PROBLEM TO WORK ON: Pick out every line in the entries below that contains the string "wheel", and copy each one. Case counts.

Lines of data:
◇ ◇ ◇

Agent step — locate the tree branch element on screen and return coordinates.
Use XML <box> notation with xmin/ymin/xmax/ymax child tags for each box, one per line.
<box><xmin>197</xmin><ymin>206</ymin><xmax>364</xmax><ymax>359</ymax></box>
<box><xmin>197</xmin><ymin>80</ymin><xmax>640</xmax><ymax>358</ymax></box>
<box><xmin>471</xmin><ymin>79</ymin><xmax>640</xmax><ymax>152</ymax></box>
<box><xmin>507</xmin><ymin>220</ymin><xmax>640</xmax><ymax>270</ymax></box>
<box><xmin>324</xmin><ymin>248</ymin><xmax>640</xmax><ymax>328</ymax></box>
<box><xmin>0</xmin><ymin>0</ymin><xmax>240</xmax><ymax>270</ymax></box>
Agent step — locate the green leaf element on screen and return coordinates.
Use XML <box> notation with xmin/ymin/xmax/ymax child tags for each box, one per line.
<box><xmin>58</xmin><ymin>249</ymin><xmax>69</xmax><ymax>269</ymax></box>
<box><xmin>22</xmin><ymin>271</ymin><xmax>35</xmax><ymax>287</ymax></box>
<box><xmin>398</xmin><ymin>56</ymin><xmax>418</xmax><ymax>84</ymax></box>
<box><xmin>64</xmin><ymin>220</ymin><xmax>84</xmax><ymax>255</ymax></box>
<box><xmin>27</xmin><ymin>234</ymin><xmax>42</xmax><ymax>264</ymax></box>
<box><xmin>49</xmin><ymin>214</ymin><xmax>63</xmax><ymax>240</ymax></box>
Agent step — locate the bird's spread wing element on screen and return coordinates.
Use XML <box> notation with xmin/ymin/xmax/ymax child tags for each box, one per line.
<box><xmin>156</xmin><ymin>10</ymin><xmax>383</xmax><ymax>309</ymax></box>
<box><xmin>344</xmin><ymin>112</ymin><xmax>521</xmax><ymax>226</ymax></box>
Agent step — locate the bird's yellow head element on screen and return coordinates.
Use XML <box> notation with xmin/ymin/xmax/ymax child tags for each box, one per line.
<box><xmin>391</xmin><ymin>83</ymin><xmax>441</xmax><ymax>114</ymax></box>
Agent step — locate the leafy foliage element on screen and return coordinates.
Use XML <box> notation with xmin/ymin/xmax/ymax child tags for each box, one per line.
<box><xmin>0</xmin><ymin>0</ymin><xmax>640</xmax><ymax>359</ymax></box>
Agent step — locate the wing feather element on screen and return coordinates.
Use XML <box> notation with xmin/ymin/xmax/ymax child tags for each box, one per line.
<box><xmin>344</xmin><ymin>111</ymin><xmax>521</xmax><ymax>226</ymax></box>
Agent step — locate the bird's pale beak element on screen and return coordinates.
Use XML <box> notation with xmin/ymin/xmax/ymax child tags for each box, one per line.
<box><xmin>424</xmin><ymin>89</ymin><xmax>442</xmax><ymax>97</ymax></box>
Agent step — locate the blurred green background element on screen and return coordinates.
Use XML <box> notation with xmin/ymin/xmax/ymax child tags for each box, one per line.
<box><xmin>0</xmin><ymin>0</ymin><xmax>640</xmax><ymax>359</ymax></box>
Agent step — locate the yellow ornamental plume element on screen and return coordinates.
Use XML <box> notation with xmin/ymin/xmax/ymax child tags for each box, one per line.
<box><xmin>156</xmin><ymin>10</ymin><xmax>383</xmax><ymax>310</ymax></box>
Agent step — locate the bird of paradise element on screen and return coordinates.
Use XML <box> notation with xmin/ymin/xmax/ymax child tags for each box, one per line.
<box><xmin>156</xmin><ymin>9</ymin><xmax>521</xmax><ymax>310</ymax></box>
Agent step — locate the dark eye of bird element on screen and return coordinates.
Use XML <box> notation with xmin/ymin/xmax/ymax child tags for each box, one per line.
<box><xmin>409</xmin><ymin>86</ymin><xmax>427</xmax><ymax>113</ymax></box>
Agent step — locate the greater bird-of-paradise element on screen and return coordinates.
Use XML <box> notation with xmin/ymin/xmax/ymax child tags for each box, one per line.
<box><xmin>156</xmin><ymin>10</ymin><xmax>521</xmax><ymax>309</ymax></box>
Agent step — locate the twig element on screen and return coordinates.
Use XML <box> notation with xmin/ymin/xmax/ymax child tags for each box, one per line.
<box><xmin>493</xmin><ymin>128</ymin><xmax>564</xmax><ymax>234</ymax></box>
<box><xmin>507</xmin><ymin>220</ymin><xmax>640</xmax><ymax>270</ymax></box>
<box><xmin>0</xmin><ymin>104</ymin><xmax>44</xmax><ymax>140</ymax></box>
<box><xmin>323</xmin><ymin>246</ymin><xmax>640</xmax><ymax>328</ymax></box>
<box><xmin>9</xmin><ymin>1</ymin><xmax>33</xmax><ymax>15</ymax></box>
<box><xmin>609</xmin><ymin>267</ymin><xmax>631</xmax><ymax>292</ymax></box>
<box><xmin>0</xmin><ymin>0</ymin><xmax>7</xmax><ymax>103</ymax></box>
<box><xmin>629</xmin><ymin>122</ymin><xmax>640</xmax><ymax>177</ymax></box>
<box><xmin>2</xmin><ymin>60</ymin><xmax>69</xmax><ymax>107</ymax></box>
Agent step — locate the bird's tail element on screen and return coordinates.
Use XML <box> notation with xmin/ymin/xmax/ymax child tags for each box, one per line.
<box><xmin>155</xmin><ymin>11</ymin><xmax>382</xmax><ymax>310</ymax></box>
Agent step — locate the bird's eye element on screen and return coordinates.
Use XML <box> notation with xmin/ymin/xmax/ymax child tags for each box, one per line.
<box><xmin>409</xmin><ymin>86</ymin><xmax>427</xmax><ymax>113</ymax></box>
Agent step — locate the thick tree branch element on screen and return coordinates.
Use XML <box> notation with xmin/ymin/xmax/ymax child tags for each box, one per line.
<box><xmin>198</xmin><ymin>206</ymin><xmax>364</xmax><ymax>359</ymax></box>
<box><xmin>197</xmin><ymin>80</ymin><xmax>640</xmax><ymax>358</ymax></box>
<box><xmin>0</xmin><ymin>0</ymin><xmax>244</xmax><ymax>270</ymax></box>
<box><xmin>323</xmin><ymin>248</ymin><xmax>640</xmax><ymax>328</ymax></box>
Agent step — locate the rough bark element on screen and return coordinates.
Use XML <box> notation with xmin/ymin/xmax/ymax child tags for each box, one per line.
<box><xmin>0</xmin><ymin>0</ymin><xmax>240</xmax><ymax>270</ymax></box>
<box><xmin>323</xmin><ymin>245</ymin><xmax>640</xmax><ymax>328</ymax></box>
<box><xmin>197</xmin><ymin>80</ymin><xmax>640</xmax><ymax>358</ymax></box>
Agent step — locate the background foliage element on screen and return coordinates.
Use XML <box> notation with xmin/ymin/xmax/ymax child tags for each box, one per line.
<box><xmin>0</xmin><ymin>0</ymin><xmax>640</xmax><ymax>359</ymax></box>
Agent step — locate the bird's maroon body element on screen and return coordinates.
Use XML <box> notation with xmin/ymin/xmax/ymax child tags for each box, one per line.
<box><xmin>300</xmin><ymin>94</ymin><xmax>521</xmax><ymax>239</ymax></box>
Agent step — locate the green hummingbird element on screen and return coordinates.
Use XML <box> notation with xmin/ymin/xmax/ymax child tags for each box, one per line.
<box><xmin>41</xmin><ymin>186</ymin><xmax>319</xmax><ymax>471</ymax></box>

◇ ◇ ◇

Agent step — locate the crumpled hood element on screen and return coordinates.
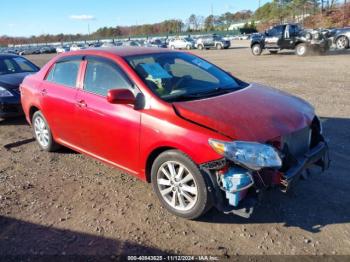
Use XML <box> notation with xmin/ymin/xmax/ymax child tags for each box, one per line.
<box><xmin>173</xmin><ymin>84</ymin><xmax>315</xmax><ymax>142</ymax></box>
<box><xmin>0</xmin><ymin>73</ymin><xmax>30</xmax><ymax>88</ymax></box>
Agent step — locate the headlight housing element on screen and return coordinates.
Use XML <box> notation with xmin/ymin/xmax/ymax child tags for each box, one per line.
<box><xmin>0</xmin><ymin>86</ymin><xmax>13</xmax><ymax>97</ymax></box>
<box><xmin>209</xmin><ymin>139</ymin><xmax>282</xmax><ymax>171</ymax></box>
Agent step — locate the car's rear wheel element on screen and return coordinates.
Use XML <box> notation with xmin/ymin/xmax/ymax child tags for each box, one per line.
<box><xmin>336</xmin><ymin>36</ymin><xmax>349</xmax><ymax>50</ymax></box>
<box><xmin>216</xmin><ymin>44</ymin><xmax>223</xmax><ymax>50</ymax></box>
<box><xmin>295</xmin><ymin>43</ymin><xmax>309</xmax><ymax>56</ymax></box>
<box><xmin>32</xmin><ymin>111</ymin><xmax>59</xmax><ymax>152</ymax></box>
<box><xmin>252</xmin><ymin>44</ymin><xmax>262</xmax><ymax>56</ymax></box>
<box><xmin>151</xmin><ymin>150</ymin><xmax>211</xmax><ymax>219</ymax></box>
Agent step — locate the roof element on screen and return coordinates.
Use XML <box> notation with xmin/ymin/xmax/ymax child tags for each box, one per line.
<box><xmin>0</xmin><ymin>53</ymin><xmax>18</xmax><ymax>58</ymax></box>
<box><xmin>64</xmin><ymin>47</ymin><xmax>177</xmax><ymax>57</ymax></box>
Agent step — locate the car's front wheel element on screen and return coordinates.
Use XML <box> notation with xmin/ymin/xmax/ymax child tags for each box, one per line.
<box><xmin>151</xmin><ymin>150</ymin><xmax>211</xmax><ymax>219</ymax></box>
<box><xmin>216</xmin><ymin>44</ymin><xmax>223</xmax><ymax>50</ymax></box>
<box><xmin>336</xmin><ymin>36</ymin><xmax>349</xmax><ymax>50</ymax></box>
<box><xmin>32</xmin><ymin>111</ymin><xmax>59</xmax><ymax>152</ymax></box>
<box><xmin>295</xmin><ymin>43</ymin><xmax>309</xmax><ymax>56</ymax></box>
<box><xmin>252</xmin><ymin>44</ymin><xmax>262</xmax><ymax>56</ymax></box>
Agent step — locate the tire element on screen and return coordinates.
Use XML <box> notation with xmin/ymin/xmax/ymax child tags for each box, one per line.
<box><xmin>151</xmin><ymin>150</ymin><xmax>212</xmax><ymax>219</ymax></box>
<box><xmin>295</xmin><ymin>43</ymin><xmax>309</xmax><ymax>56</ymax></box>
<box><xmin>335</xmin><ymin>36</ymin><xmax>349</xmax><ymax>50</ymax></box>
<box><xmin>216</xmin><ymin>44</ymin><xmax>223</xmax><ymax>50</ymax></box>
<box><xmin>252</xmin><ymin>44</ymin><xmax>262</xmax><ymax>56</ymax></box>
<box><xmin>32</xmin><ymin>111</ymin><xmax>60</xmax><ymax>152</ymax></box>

◇ ◇ ◇

RESULT OF THE EXERCISE:
Agent step — locate the car's rear wheel element on screen and return coordinates.
Agent step — locate the car's front wheel element on screen and return coordinates.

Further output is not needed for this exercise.